Stored items from a collection:
—————

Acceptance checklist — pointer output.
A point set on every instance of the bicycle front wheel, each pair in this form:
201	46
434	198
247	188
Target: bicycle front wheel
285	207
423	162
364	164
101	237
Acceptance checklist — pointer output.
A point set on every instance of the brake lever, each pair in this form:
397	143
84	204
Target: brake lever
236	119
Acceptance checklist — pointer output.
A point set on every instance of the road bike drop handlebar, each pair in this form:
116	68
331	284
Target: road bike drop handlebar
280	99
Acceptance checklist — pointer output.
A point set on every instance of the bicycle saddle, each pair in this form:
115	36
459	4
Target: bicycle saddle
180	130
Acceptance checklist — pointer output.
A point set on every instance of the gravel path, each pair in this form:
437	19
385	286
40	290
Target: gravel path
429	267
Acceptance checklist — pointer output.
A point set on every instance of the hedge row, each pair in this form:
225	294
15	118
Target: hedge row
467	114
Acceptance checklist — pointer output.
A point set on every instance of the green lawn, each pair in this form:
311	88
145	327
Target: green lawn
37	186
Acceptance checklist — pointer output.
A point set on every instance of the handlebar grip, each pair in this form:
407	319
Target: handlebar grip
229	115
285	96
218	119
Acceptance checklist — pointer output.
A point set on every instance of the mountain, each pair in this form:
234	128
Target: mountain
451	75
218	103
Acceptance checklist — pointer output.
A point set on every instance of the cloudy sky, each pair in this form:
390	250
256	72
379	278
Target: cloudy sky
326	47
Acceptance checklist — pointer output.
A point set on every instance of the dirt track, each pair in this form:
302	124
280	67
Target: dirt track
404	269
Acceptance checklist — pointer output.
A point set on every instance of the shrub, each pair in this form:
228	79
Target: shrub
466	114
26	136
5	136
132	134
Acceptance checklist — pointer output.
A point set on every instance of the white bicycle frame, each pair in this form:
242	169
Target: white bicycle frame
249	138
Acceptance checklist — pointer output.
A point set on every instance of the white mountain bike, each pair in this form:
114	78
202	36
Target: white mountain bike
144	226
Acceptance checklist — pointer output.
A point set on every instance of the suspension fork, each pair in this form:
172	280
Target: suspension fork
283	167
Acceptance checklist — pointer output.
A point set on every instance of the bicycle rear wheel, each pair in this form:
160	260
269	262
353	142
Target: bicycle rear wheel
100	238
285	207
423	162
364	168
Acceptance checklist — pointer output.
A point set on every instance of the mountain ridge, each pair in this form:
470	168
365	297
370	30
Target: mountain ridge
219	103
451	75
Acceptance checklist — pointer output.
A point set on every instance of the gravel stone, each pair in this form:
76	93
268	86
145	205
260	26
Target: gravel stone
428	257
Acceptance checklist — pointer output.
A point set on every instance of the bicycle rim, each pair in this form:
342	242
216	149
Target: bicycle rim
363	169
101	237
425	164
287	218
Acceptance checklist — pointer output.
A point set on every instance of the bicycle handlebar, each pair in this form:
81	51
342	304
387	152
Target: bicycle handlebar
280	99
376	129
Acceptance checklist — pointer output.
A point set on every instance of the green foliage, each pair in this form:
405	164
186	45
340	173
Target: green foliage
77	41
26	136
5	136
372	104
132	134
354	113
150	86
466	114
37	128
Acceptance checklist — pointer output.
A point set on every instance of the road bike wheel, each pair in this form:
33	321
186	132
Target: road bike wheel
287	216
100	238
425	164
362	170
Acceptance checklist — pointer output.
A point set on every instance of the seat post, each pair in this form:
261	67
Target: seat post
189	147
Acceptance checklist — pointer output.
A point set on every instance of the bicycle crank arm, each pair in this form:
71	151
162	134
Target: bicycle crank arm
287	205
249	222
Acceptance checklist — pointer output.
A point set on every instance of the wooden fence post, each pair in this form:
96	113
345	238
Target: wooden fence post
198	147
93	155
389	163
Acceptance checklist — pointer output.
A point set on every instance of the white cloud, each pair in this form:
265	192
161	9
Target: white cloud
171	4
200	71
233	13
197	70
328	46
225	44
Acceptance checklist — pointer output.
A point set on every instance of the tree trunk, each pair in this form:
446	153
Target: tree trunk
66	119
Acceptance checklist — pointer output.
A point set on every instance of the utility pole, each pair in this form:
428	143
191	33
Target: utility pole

—————

◆ EXERCISE BRIEF
Repeat every line of the records above exactly.

◆ EXPECTED ANSWER
Acceptance checklist — pointer output.
A point set on every instance of the bicycle front wheel, each pair in this form:
201	46
434	198
247	188
Target: bicycle front wheel
285	207
423	162
364	164
101	237
Acceptance checklist — pointer output.
A point set on every instance of the brake lever, each pair in this form:
397	143
84	204
Target: brake lever
236	119
Acceptance checklist — pointer output.
A point set on every instance of the road bike drop handlebar, each pair in this form:
116	68
331	284
Target: road bike drop handlebar
280	99
Acceptance checklist — pointer output.
A point set on every instance of the bicycle saddle, each pair in this form:
115	36
459	4
Target: bicycle saddle
180	130
Acceptance checklist — pointer output.
A point set on every instance of the gravel path, each pair in this form:
437	19
385	286
40	290
Target: gravel path
429	267
Acceptance checklist — pointer output.
A point set on every instance of the hedge row, each pair in this form:
225	294
15	118
Target: hedge row
467	114
Acceptance checklist — pointer output.
A point set on every instance of the green lawn, each pair in this form:
311	88
145	327
Target: green lawn
37	186
Acceptance checklist — pointer output.
A point set on every instance of the handlebar grip, each pair in this form:
407	319
Target: handlebar grip
229	115
285	96
218	119
Acceptance checklist — pointer output.
A point set on every instance of the mountain, each pair in this form:
234	128
Target: mountain
451	75
218	103
Acceptance checklist — pointer output.
A point set on every instance of the cloudy sky, each pair in this form:
390	250
256	72
379	278
Target: cloudy sky
326	47
Acceptance checklist — pointer output.
A point set on every instance of the dirt track, each pair in this form:
302	124
280	67
Target: dirt track
404	269
Acceptance checklist — pointer output.
A point set on every instance of the shrub, each pair in this form:
228	79
Target: shrub
466	114
26	136
5	136
132	134
Acceptance checklist — pointer output.
A point set on every instance of the white bicycle frame, each pair in this form:
242	169
Target: white bicycle frame
249	138
Acceptance checklist — pointer output.
A point set on every instance of the white mountain bike, each pair in this form:
114	78
202	36
Target: white mountain bike
144	226
Acceptance checklist — pointer output.
A point set on every instance of the suspension fork, each pair in this form:
172	280
Target: suspension fork
283	167
Acceptance checklist — pointer output.
A point set on every instance of the bicycle rear wheel, each pair in this form:
160	260
269	262
353	142
Target: bicycle rear wheel
100	238
285	207
423	162
364	168
Acceptance checklist — pointer output.
A point set on every instance of the mountain ridge, each pair in this form:
470	168
365	297
370	30
Target: mountain ridge
219	103
451	75
Acceptance checklist — pointer output.
A point set on every instance of the gravel stone, each pair in this form:
76	93
268	86
145	205
260	26
Target: gravel stone
428	257
Acceptance checklist — pointer output.
A point set on every instance of the bicycle rim, each pair in this form:
342	242
216	149
Target: bicycle rim
363	169
101	237
425	164
287	218
Acceptance checklist — pointer output.
A point set on every instance of the bicycle handlebar, each pair in this form:
81	51
342	304
387	152
Target: bicycle handlebar
280	99
376	129
Acceptance checklist — pointer output.
A point set on every instance of the green foliage, each pair in this form:
405	164
186	45
340	173
Target: green foliage
77	41
26	136
5	136
372	104
132	134
354	113
150	86
466	114
37	128
Acceptance checklist — pointer output.
A point set on every instance of the road bike wheel, each pair in this form:
33	321
186	132
Target: road bike wheel
287	216
100	238
425	164
362	170
Acceptance checklist — pointer output.
A point set on every instance of the seat post, each pair in this form:
261	67
Target: seat post
189	147
Acceptance checklist — pointer output.
A point set on every instance of the bicycle crank arm, each pair in this form:
71	151
162	134
Target: bicycle crank arm
287	205
249	222
Acceptance checklist — pointer output.
A point set on every instance of the wooden fence post, each pair in this form:
96	113
345	238
Target: wooden fence post
198	147
93	155
389	163
Acceptance checklist — pointer output.
A point set on every instance of the white cloud, each pair in this form:
265	192
161	9
Target: white cloud
171	4
200	71
233	13
197	70
328	46
225	44
Acceptance checklist — pointer output.
A point set on every instance of the tree trunk, each pair in this form:
446	153
Target: tree trunk
66	119
Acceptance checklist — pointer output.
A point set on every instance of the utility pole, each pair in this form:
428	143
191	33
Target: utility pole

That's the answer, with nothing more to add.